[Ziel der Übung] Zitieren Sie aus dem Textauszug zum Beschluss des LAG Niedersachsen wortgetreu alles ab „Fundstellen“ bis hinunter zu „mit amtl. LS)“.

___ Textauszug ___

Landesarbeitsgericht Niedersachsen
Beschl. v. 13.12.2005, Az.: 1 TaBV 77/05

Angemessenheit der Besetzung der Einigungsstelle hinsichtlich der Anzahl an Beisitzern; Berücksichtigungsfähige Gerichtspunkte bei der Besetzung der Einigungsstelle mit mehr als zwei Beisitzern

Bibliographie

Gericht
LAG Niedersachsen
Datum
13.12.2005
Aktenzeichen
1 TaBV 77/05
Entscheidungsform
Beschluss
Referenz
WKRS 2005, 30610
Entscheidungsname
[keine Angabe]
ECLI
ECLI:DE:LAGNI:2005:1213.1TABV77.05.0A

Verfahrensgang

vorgehend
ArbG Hameln - 07.09.2005 - AZ: 3 BV 11/05

Fundstellen

  • AUR 2006, 214 (amtl. Leitsatz)
  • AiB 2013, 528
  • AuR 2006, 214 (amtl. Leitsatz)
  • NZA-RR 2006, VI Heft 5 (amtl. Leitsatz)
  • NZA-RR 2006, 306-307 (Volltext mit amtl. LS)

___ Bereitgestelltes Material ___

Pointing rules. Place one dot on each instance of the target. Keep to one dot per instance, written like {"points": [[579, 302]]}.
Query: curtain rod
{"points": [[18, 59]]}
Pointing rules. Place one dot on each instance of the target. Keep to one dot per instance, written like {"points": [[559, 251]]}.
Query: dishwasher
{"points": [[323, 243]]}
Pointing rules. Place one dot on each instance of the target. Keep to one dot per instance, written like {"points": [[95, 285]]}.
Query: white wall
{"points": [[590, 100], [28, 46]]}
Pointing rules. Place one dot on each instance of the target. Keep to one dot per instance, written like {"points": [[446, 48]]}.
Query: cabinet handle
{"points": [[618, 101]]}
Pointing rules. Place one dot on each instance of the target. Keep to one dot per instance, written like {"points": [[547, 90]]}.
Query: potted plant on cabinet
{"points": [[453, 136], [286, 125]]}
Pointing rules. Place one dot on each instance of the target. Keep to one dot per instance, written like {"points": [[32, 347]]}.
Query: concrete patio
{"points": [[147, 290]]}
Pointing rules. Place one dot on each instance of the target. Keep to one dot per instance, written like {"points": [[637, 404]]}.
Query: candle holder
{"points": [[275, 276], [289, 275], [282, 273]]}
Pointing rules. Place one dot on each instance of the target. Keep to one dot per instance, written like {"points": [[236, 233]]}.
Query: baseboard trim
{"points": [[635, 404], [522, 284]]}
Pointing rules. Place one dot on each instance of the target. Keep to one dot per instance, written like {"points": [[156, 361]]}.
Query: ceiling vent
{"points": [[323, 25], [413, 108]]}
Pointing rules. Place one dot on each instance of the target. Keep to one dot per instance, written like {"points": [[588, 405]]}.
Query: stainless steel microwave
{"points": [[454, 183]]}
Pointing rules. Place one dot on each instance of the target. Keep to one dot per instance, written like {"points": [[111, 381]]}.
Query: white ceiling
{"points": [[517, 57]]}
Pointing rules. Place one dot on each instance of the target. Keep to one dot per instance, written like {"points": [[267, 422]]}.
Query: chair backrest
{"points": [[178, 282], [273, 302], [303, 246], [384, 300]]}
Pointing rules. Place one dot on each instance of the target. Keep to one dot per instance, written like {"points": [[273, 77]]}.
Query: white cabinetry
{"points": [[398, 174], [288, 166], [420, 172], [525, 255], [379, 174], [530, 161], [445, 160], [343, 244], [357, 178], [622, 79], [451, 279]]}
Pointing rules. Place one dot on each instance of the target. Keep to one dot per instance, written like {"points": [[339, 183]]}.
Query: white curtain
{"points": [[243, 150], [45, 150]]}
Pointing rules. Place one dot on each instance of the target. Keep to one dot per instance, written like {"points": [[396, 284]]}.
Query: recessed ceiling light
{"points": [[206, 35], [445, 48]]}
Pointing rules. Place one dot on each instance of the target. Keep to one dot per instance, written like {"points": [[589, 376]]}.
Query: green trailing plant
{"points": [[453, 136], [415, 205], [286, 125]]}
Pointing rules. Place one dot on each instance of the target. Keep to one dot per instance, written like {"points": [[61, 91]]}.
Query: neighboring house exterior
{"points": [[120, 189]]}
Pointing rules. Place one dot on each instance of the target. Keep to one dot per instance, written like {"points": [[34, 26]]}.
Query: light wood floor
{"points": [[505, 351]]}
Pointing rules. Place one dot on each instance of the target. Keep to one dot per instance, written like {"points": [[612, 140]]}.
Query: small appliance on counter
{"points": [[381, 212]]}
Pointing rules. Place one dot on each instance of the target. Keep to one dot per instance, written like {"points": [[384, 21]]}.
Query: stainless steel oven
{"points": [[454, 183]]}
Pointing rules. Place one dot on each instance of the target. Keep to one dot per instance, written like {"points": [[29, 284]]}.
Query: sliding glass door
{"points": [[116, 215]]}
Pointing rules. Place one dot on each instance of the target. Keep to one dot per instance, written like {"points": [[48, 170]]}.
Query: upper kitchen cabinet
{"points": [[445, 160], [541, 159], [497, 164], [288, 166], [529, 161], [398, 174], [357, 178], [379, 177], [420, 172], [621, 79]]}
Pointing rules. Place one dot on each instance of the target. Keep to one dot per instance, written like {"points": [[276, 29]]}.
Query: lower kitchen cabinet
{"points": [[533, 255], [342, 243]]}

___

[Ergebnis]
Fundstellen

  • AUR 2006, 214 (amtl. Leitsatz)
  • AiB 2013, 528
  • AuR 2006, 214 (amtl. Leitsatz)
  • NZA-RR 2006, VI Heft 5 (amtl. Leitsatz)
  • NZA-RR 2006, 306-307 (Volltext mit amtl. LS)